Extrait source:
★ ★ ★ ★ ★

Les États-Unis et les puissances européennes se déclarent outragés par rapport à l’intervention russe en Crimée alors qu’eux-mêmes ne sont pas vite gênés de faire pareil. Violant leurs propres lois internationales, les puissances
impérialistes occidentales ont envahi et occupé l’Irak et l’Afghanistan ‘‘afin d’organiser des élections’’ dans ces pays (et la Libye, le Mali, la Centrafrique,…). Les puissances occidentales ont elles aussi organisé un référendum très contesté pour l’indépendance du Kosovo en 1999, après des mois de bombardement de la Serbie.

Il ne fait aucun doute que le référendum en Crimée n’a pas été organisé dans des conditions qui permettent un
réel débat démocratique. Le parlement de Crimée, en tant que province à majorité russophone, a voté la sécession d’avec l’Ukraine et le rattachement à la Russie. Le référendum a été organisé seulement par après, dans le but de faire valider par la population une décision en réalité déjà prise, en ne donnant que deux options : l’intégration à la Russie, ou une autonomie accrue. Tous les médias pro-Ukrainiens ont été fermés et, pendant des semaines, les médias d’État n’ont plus fait que balancer de la propagande nationaliste pro-russe. Les populations minoritaires de Crimée (Tatars et ukrainophones, qui constituent 40 % de la population) se sont plaintes de l’ambiance d’intimidation, et la plupart ont boycotté le référendum (ce qui permet de douter de la participation ‘‘officielle’’ au référendum). Malgré tout cela, il est clair que le vote pour l’adhésion à la Russie a été immensément populaire parmi la majorité des Criméens. C’est en très grande partie dû au caractère réactionnaire du nouveau régime de Kiev et à la manière dont il est arrivé au pouvoir.

Des mois de manifestations

Le mouvement de masse contre Ianoukovitch était surtout alimenté par des années de stagnation économique et de misère croissante, en plus d’une profonde colère contre le régime autoritaire et corrompu et contre ses sponsors milliardaires.

Cette révolte comportait de nombreux aspects de révolution ; elle a rapidement révélé au grand jour l’absence de tout soutien parmi la population pour le régime pourri de Ianoukovitch. La brutalité avec laquelle le mouvement a été réprimé par les gendarmes sur la place de l’Indépendance (Maïdan Nezalejnosti) a provoqué le dégout de larges couches de la population, et le régime a fini par s’effondrer.

★ ★ ★ ★ ★

Données d'étiquetage par coordonnées:
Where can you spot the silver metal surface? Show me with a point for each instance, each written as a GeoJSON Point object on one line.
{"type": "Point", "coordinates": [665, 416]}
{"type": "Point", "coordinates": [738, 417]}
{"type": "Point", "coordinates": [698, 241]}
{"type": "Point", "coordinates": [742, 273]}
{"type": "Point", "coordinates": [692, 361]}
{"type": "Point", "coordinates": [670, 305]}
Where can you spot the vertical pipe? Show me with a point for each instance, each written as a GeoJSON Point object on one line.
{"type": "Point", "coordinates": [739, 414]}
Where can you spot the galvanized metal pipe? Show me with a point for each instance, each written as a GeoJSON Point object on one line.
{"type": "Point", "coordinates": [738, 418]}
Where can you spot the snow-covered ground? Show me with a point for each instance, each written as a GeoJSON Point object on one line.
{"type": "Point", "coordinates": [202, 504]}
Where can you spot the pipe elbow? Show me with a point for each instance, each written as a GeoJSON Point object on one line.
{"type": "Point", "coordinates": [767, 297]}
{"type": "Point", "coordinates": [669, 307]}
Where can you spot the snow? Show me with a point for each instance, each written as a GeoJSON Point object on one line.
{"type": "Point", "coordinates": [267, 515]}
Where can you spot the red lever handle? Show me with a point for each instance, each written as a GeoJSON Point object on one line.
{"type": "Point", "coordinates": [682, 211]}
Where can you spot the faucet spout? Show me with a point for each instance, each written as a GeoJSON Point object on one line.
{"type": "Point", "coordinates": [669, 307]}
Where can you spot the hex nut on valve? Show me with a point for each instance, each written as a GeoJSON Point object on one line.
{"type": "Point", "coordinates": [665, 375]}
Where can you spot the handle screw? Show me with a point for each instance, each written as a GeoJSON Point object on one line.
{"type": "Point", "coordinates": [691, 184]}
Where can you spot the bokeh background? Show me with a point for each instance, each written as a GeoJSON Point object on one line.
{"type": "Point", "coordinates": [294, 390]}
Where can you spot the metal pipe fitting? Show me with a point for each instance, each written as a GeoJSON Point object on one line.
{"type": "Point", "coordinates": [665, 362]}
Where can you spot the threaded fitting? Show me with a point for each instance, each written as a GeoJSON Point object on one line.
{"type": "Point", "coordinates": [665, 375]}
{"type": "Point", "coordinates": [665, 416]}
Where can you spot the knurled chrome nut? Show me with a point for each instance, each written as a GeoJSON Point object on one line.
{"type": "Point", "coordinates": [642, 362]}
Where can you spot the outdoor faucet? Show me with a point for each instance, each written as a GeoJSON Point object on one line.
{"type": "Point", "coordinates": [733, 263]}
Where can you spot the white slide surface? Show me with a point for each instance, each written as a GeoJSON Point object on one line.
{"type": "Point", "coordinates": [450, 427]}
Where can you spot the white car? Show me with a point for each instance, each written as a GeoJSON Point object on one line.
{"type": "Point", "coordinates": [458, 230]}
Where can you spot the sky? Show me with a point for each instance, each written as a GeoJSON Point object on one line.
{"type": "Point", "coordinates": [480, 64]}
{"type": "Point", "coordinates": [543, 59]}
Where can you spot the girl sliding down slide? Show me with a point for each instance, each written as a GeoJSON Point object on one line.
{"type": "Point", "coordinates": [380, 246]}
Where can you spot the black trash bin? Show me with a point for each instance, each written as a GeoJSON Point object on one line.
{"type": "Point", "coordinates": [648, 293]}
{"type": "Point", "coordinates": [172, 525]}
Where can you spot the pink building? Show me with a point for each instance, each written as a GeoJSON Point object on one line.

★ ★ ★ ★ ★

Poursuivez l'article sur la Crimée et le soulèvement contre Ianoukovitch à partir de sa dernière phrase.

Réponse:
Cependant, en l’absence d’organisations de masse des travailleurs capables de suivre une ligne d’action indépendante de la bourgeoisie, ce sont des politiciens réactionnaires de l’opposition, y compris des ultra-nationalistes ukrainiens et l’extrême-droite, qui ont fini par dominer le mouvement de contestation. Les membres de Svoboda (“Liberté”), un parti antisémite, et du Pravy Sektor (“Secteur droit”), une organisation fasciste, ont joué le rôle de brigades de choc sur le terrain à Kiev et ailleurs. Ils ont attaqué physiquement tout syndicaliste ou militant de gauche qui cherchait à rejoindre le mouvement.

La rhétorique anti-russe du nouveau régime de Kiev et l’implication de l’extrême-droite, dont certains membres ont reçu des postes ministériels très importants, a provoqué la frayeur des Ukrainiens d’ethnie russe, qui vivent
surtout dans l’est (le Donbass) et dans le sud du pays (Crimée, etc.). Une des premières décisions du parlement ukrainien a été de faire perdre à la langue russe son statut de seconde langue officielle du pays. Il a également décidé d’interdire le Parti “communiste”, dans les faits un parti bourgeois pro-russe. Alors que la Crimée est déjà une des régions les plus pauvres d’Ukraine (l’Ukraine étant elle-même le plus pauvre pays d’Europe après la Moldavie), de nombreux Criméens craignaient que le nouveau régime de Kiev ne décide de signer les accords financiers avec l’Union européenne et avec le FMI, ce qui engendrerait une politique d’austérité très dure, et donc une nouvelle baisse du niveau de vie pour la population.

Mais le résultat de ce référendum n’apportera pas la paix, la stabilité et la prospérité pour le peuple de Crimée. L’intégration de la Crimée à l’économie russe, qui n’est pas loin de la crise, n’apportera pas la moindre amélioration de son niveau de vie.

Si le régime autoritaire de Poutine a décidé d’intervenir en Crimée, ce n’est pas pour la population, mais uniquement dans le but de défendre ses propres intérêts géostratégiques (tout en administrant au passage une nouvelle dose énorme de nationalisme à la population russe). La péninsule est devenue le point focal des tensions croissantes entre la Russie et Kiev et ses soutiens occidentaux – dont le but est d’étendre l’influence de leur puissance impérialiste jusqu’aux frontières russes.

Toute cette situation a mené à une dangereuse escalade militaire. Washington a déjà entamé des exercices militaires en Pologne, en Lituanie et dans la mer Noire. Les deux camps disent ne pas vouloir aller jusqu’à la guerre, mais l’aggravation des tensions pourrait tout de même mener à des conflits “localisés”.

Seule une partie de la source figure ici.